* [Your goal]:
Reproduce each of the lines word for word.

Coordinate labeling data
══════════

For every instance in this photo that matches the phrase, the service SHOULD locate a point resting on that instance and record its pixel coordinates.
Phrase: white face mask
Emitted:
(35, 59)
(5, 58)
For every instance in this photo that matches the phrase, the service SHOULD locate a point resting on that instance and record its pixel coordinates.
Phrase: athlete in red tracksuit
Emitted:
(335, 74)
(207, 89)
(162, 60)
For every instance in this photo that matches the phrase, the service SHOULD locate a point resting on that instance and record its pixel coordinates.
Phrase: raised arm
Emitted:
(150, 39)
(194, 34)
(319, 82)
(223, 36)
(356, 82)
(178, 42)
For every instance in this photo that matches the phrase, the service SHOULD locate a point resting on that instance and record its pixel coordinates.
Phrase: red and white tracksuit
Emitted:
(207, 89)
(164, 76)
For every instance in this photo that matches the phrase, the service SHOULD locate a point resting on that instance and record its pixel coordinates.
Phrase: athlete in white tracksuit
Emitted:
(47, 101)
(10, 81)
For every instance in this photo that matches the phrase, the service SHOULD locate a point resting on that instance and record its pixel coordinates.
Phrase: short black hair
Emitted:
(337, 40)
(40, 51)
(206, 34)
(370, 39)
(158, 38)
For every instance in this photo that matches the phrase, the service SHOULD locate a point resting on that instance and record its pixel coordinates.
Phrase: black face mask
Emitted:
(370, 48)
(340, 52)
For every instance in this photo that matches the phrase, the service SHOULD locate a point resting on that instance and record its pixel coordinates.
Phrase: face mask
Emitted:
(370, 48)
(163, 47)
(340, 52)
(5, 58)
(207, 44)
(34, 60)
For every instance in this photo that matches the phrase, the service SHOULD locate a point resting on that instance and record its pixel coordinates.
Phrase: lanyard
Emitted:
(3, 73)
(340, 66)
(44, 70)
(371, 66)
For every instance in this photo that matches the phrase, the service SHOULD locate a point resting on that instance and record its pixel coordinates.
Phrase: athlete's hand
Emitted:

══════════

* [Output for this exercise]:
For every instance in this photo that matches the phrase, the service SHOULD locate a point resting on that instance and record its pixel coordinates.
Phrase: white face mask
Emitted:
(35, 59)
(5, 58)
For every instance in this photo that matches the phrase, the service SHOULD locate a point resting on that instance and record its pixel coordinates.
Phrase: athlete in red tracksuit
Emitted:
(335, 74)
(207, 89)
(162, 60)
For every instance in this photo that matches the phrase, the service SHOULD locate a point resting on that instance and record its pixel coordinates.
Phrase: raised arm
Emitted:
(150, 39)
(194, 34)
(319, 82)
(223, 36)
(356, 82)
(178, 42)
For every instance in this photo that matches the phrase, the service SHOULD locate a point resting on that instance and record its pixel coordinates.
Phrase: red and white tracksuit
Emitted:
(207, 89)
(164, 76)
For every instance in this photo that matches the phrase, the service SHOULD locate a point resting on that instance and record its pixel coordinates.
Phrase: athlete in white tracksuit
Emitted:
(47, 101)
(10, 81)
For every instance in this photo that matches the phrase, the service SHOULD locate a point resting on that instance and record its pixel coordinates.
Phrase: short black hair
Emitted:
(337, 40)
(40, 51)
(206, 34)
(370, 39)
(158, 38)
For every instance in this photo that matches the phrase, the service SHOULD locate a point resting on that instance and record its pixel coordinates.
Phrase: black face mask
Emitted:
(370, 48)
(340, 52)
For every instance in this photo that matches the phrase, the service SHOULD locate a point resting on that instance and record its pixel coordinates.
Phrase: face mask
Emitted:
(370, 48)
(163, 47)
(340, 52)
(5, 58)
(207, 44)
(34, 60)
For every instance in this photo that matches the phrase, the service SHOULD locate a point resting on that instance and record its pixel coordinates.
Phrase: lanyard
Emitted:
(3, 73)
(340, 66)
(44, 70)
(371, 66)
For every instance in this photo that matches the phrase, the service SHOULD locate a point resting on that instance and record its pixel coordinates.
Phrase: athlete's hand
Emitted:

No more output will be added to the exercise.